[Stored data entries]
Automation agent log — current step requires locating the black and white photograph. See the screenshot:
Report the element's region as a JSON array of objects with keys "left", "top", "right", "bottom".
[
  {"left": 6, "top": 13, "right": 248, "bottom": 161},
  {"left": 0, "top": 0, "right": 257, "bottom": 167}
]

▶ [What the task asks]: Copy out every record exactly.

▶ [Solution to this exercise]:
Automation agent log — current step requires locating the black and white photograph. See the screenshot:
Report the element's region as a JSON array of objects with keys "left", "top", "right", "bottom".
[
  {"left": 6, "top": 13, "right": 248, "bottom": 161},
  {"left": 0, "top": 0, "right": 257, "bottom": 167}
]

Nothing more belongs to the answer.